## Work required
Exclude the pictures, then copy all remaining records exactly.

(Excerpts from a dataset)
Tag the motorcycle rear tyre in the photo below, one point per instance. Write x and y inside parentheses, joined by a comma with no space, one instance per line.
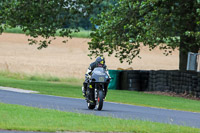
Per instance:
(100,100)
(90,106)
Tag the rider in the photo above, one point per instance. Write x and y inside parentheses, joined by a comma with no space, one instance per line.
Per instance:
(100,62)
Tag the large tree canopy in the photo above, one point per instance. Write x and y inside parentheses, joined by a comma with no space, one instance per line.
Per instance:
(167,24)
(44,17)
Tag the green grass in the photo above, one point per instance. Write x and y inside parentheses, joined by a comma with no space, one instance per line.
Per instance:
(17,117)
(82,34)
(71,87)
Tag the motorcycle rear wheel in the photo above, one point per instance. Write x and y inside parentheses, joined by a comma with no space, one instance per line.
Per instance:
(90,106)
(100,100)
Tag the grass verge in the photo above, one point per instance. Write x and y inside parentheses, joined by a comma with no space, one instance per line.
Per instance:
(17,117)
(82,34)
(72,88)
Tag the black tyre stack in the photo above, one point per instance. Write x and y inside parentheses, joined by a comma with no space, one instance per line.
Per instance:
(134,80)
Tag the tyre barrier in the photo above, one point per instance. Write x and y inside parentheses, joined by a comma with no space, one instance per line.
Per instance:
(186,82)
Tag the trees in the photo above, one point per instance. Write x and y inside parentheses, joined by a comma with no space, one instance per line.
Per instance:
(44,17)
(167,24)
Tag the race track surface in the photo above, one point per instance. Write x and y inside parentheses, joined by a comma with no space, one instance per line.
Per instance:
(116,110)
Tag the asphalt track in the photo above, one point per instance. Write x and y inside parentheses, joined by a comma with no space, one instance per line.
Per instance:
(116,110)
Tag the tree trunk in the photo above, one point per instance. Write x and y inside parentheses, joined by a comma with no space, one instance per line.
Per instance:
(187,44)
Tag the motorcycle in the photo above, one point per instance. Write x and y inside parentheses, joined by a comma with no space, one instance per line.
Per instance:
(97,88)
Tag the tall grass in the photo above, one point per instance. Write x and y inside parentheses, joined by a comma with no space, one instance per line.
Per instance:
(82,34)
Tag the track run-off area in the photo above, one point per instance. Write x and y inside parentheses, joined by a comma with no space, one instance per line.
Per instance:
(115,110)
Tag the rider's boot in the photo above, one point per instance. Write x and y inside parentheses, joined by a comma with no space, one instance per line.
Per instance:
(84,91)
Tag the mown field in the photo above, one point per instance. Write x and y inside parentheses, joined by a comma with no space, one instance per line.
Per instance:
(16,117)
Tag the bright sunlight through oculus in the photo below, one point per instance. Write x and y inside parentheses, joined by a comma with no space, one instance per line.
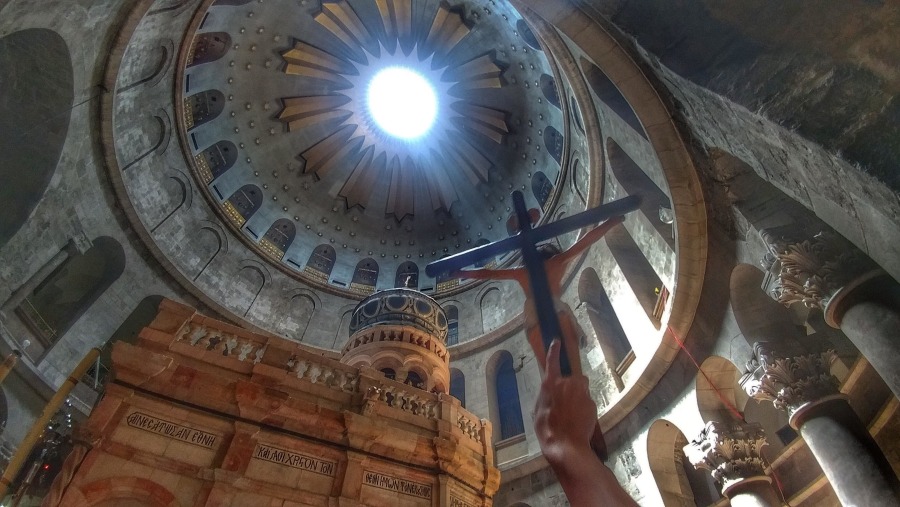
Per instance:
(402,102)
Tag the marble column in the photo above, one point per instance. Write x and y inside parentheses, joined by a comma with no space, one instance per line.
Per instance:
(731,452)
(804,387)
(827,272)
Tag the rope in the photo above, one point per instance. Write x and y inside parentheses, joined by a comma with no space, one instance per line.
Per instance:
(734,411)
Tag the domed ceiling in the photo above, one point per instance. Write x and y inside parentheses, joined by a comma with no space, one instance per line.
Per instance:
(278,114)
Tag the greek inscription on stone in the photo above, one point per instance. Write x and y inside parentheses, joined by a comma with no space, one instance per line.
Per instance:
(456,502)
(401,486)
(171,430)
(295,460)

## Your response
Tag the motorcycle rear tyre in the photo below, one point per instance. Write x and y inside parentheses, joined by a comma with no space, one instance per line.
Per instance:
(100,100)
(90,106)
Tag the rider in the photo above, one point per instance. Write x and y inside parentheses, joined by a comma with no space, one instance per line.
Per instance:
(100,62)
Tag the large tree canopy in the photo above, one point per instance. Write x and y inside parentheses, joined by a comma with no space, one instance per line.
Per instance:
(167,24)
(44,17)
Tag the green grass in the photo above, one point per instance. Write x and y inside parentheses, joined by a comma with no space, one instance per line.
Per instance:
(17,117)
(82,34)
(71,87)
Tag the motorcycle rear wheel in the photo above, one point per instance. Write x and y inside parentheses, joined by a comma with no space, one instance per line.
Per instance:
(90,106)
(100,100)
Tag the grass verge in the photo above, one point per instance. Write x and y inside parentheses, joined by a comma with no space, one instance per line.
Per instance:
(17,117)
(82,34)
(72,88)
Tag the black tyre stack in the photo above, one point per instance. Write x and y inside parentheses, joined by a comma with no space, one instance per line.
Per instance:
(134,80)
Tag the tyre barrier in the photo above, one point per instance. Write x and y inside parentheses, joined by a comma with no space, one instance per line.
Per instance:
(186,82)
Tag the trees in the photo above, one point per instance. Write x and y inside parentheses, joined by a comma with no space, one instance per line.
Per instance:
(44,17)
(167,24)
Tag the race track surface in the photo above, one point per instance. Write x and y inside parentheses, joined by a comma with no space, one instance per line.
Per instance:
(116,110)
Tag the asphalt track in the photo above, one point per instance. Write x and y inside parentheses, joined by a comma with no space, one instance per line.
Per instance:
(116,110)
Tag the tree trunk in the photo above, one point per instance. Write x and y inside parentheses, joined by a comma with no space, one instance per line.
Per instance:
(187,44)
Tag the motorcycle in the photo above, one point per instance. Write x and y inside parentheses, joined by a comma with no space, one instance per line.
Per instance:
(97,88)
Tag the tall grass in the photo above, one point per instance. Write x and y inside parentheses, joined by a comma with no space, one instance per line.
Per instance:
(82,34)
Tag the track run-off area in the photo above, one point per instance. Write x and y inside parentheses, joined by a comma with no space, one instance per line.
Per instance:
(115,110)
Tag the rider's boot in the photo above, one point per instance. Write x and y inside parentheses, joined by a comma with no space, one instance per line.
Per instance:
(84,91)
Tag the mown field in the photo above, one point per instance. Write x and y inside parentheses, joined by a comma with no space, one instance per line.
Per instance:
(16,117)
Tag the bright sunlight through oculus in the photo below, one point per instance. Write x and y inside parentheses, joined by a comma with no space, one instance per line.
Per instance:
(402,102)
Tag the marble column in the photo above, one point per instance. Write x and y inside parentheses, joined by a comma with no space, one instance per line.
Per instance:
(731,452)
(804,387)
(827,272)
Tag the rope in the photo above, one point per instance. Write x and y inside parentheses, joined by a comma with no space, one instance per line.
Per instance:
(734,411)
Tag the domed ceiling in the photo above, one point per instance. Write x and y inside parentheses, joined by a comma with no space, one instance per line.
Per instance:
(278,114)
Tag the greek inscription on stone in the photo above, one point per instance. Write x and y inside parentheses, joined by a comma with no space, one instance per line.
Per instance:
(456,502)
(401,486)
(171,430)
(295,460)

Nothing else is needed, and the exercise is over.